Work instructions:
Copy, in full, each line of the material that holds the word "then".

Stored data:
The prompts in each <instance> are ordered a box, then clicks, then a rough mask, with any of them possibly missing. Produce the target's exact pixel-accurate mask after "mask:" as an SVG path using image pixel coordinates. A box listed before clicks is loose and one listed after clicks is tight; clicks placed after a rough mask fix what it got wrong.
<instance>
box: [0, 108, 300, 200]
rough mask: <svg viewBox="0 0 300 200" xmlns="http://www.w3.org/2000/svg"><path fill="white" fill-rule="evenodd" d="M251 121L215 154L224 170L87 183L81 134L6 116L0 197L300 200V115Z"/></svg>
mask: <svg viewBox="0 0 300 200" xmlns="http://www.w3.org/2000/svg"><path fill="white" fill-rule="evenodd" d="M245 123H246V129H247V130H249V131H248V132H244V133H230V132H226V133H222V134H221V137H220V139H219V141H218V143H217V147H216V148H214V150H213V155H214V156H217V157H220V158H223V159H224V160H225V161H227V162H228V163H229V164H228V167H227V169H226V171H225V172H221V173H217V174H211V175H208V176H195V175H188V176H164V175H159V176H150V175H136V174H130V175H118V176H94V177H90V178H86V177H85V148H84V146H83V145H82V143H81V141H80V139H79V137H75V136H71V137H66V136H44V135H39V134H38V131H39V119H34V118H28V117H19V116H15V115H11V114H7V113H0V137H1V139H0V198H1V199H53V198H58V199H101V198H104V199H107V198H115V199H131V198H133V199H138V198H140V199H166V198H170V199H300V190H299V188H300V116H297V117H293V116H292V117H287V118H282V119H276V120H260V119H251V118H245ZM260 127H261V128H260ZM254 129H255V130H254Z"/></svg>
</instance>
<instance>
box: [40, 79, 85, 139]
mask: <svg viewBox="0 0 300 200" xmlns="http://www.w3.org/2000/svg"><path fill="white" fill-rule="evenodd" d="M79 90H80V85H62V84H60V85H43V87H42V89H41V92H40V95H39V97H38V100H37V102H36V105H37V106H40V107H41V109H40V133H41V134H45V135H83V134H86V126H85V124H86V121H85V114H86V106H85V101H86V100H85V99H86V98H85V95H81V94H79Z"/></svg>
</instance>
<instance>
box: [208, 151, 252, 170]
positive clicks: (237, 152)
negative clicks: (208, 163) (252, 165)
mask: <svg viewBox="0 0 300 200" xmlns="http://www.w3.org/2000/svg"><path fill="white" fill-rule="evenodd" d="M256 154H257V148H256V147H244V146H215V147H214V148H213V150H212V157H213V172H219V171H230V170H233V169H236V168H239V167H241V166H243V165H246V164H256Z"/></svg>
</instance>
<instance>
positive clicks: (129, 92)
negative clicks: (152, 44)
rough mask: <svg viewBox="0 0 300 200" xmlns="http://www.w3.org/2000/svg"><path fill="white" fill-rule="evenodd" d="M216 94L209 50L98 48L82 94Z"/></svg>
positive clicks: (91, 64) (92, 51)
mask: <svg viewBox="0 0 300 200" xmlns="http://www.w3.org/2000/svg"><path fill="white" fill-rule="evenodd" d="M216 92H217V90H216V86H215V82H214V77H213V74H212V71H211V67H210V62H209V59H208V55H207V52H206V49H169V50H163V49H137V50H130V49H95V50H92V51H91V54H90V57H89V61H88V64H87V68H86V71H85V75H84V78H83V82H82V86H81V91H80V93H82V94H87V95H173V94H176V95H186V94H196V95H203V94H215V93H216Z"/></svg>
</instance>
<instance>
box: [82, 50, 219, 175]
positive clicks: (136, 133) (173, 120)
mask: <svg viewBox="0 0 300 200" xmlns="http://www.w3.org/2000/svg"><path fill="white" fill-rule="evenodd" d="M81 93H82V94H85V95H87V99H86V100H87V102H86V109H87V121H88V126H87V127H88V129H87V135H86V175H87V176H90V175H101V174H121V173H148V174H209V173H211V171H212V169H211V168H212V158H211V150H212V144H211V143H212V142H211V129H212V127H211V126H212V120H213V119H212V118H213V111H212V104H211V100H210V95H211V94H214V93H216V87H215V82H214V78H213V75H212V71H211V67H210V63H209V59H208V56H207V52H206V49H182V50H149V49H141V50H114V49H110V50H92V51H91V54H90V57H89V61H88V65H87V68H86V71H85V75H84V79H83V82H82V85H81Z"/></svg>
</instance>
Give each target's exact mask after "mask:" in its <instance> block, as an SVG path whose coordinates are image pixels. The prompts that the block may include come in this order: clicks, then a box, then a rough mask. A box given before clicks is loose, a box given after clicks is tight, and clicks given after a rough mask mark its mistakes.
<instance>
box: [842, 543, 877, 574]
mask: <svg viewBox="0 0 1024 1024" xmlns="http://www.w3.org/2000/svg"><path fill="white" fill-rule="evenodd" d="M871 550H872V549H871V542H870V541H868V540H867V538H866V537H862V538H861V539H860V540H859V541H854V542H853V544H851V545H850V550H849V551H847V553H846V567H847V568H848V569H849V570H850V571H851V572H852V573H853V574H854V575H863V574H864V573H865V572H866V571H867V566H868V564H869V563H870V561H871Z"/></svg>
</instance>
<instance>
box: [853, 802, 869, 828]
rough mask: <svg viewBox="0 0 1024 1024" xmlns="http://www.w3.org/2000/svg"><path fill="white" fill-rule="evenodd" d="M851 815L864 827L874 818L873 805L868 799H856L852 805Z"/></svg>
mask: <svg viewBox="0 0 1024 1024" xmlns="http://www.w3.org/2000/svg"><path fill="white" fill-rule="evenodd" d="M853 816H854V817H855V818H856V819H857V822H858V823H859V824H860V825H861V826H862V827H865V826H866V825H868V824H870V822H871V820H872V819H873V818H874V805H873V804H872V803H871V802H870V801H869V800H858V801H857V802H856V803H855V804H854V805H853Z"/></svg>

Written reply:
The prompts in each <instance> are ordered a box, then clicks, then a rough mask, with any of them possibly missing. Produce the target's exact pixel-accurate mask after "mask:" as an SVG path using image pixel coordinates. A box listed before clicks is loose and one listed after clicks is tight; clicks placed after a rough mask fix what it got wrong.
Give each target's exact mask after "mask:" in its <instance> block, as an SVG path whose coordinates are image pixels. The prompts that the block may include come in this order: clicks, then a box, then a rough mask. A box given before clicks is loose, a box given after clicks is tight, and clicks given after a rough mask mark its mistakes.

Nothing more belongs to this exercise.